## begin Material for this exercise

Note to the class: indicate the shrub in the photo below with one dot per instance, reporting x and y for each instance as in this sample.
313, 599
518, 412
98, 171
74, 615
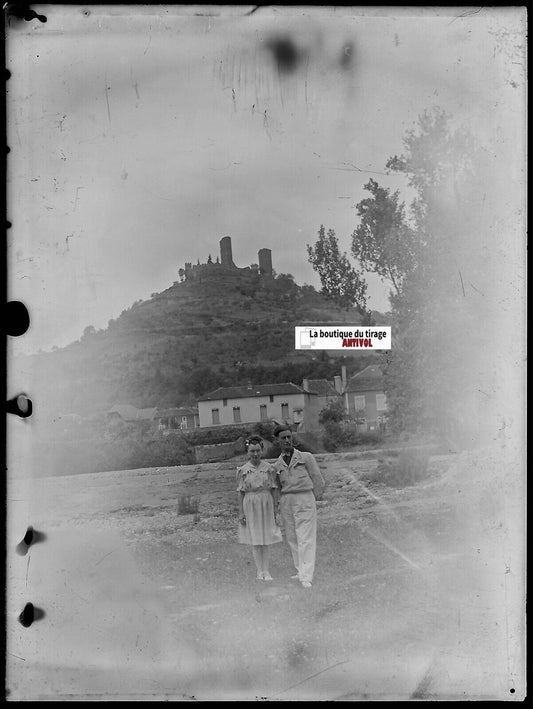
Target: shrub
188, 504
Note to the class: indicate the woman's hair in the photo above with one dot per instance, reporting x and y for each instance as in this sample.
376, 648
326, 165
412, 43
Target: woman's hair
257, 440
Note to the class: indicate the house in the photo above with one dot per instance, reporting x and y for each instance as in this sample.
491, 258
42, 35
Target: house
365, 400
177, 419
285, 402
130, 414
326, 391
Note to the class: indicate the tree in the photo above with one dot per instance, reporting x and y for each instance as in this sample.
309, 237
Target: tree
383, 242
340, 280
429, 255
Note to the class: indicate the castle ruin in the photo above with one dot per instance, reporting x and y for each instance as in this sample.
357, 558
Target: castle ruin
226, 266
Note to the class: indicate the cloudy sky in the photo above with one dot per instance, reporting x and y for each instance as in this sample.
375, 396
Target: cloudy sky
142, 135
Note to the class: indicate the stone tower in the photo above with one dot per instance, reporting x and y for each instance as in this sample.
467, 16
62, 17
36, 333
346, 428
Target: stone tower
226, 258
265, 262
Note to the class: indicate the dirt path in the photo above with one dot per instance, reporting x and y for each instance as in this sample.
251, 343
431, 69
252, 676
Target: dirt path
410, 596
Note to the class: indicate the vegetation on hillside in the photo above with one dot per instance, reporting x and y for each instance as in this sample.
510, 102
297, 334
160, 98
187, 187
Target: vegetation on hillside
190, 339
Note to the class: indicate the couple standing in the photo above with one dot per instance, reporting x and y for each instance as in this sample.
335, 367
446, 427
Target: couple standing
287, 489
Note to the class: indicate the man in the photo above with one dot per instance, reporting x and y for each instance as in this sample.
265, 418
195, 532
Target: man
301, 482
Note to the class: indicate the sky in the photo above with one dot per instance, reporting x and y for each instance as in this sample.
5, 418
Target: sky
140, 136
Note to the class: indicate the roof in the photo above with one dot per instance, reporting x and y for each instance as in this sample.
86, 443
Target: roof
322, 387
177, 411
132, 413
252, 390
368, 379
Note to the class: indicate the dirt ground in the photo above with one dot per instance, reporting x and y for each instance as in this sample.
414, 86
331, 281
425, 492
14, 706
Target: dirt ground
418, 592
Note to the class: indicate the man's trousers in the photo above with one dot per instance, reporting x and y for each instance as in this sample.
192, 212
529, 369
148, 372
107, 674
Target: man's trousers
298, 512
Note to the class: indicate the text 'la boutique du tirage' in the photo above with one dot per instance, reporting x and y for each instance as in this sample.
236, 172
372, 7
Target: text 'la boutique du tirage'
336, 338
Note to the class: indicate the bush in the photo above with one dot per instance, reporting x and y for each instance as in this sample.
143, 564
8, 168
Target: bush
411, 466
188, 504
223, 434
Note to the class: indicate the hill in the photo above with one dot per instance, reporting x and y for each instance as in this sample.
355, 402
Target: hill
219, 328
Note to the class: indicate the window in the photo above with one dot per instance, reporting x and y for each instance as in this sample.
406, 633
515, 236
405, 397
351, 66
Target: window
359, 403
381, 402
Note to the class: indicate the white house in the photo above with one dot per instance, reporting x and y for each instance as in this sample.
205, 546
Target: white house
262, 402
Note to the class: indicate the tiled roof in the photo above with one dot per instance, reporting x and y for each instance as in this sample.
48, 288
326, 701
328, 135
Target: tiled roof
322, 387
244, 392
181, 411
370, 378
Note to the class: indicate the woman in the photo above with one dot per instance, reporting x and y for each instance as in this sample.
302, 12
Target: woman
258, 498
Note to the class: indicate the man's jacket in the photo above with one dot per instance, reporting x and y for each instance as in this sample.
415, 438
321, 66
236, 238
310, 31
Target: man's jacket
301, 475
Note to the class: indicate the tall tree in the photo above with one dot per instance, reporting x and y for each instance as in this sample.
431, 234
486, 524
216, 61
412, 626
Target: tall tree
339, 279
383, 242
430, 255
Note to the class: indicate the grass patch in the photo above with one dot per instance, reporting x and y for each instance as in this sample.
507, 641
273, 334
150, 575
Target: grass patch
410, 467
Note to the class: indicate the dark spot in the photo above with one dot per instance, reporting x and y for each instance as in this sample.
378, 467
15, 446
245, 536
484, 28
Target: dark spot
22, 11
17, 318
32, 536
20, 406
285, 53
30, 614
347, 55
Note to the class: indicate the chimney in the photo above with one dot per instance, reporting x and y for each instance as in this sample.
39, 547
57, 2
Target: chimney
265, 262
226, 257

## end Material for this exercise
## begin Material for this exercise

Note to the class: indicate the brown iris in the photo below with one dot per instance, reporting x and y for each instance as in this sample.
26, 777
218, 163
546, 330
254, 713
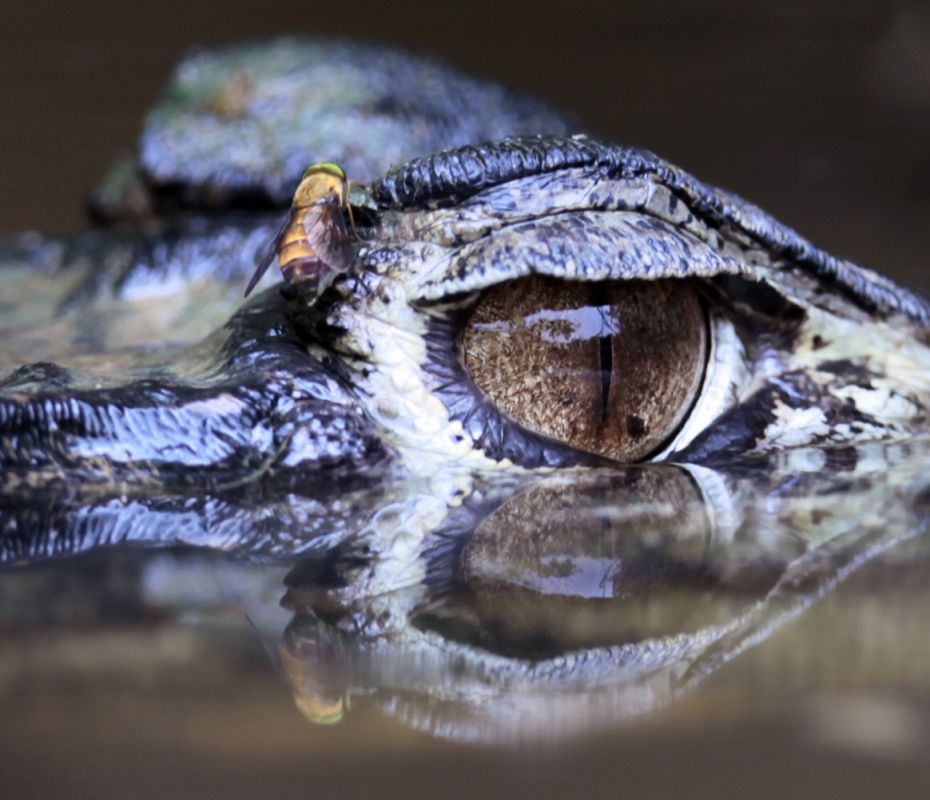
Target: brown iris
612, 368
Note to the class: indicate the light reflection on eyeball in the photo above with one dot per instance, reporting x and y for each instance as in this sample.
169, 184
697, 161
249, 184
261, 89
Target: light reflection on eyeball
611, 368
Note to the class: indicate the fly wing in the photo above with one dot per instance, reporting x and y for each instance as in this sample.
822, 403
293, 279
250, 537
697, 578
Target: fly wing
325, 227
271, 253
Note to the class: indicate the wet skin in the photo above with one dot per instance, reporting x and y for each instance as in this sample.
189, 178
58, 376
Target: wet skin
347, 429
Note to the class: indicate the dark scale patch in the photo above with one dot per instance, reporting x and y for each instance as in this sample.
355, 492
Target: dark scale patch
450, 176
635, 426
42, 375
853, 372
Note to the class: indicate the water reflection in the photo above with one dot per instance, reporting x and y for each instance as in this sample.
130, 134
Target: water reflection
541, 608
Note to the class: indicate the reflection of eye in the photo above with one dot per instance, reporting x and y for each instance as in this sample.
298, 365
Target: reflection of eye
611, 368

## end Material for this exercise

• Job: Count the lines in the items above that contain the string "dark", with case distinguished. Reply with the number alone.

• Answer to the exercise: 4